Task directions — Reproduce every item below verbatim, leaving the pictures out of your answer.
(begin)
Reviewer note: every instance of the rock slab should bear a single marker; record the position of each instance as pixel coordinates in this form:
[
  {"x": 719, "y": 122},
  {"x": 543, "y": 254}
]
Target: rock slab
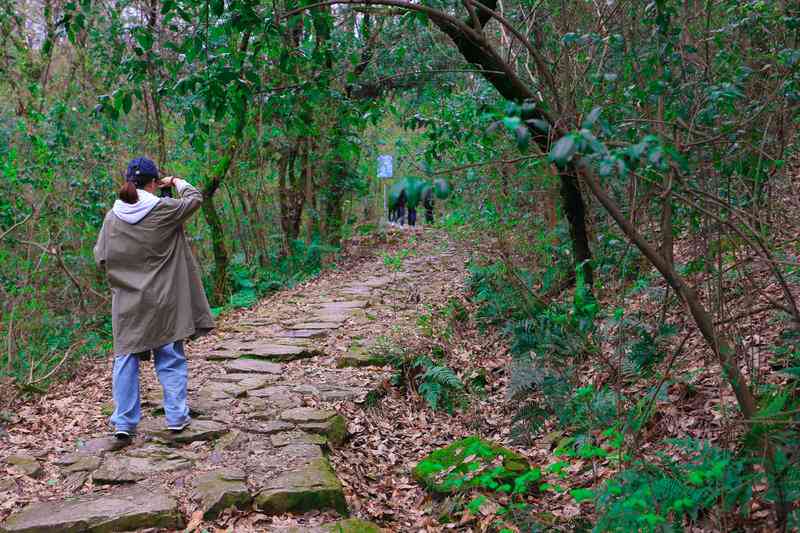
(end)
Reply —
Reviewer note: every instance of the rock slab should bear a single marker; record the position of each instance as pixel coordinates in this form:
[
  {"x": 719, "y": 122},
  {"x": 543, "y": 254}
]
Target: rock slab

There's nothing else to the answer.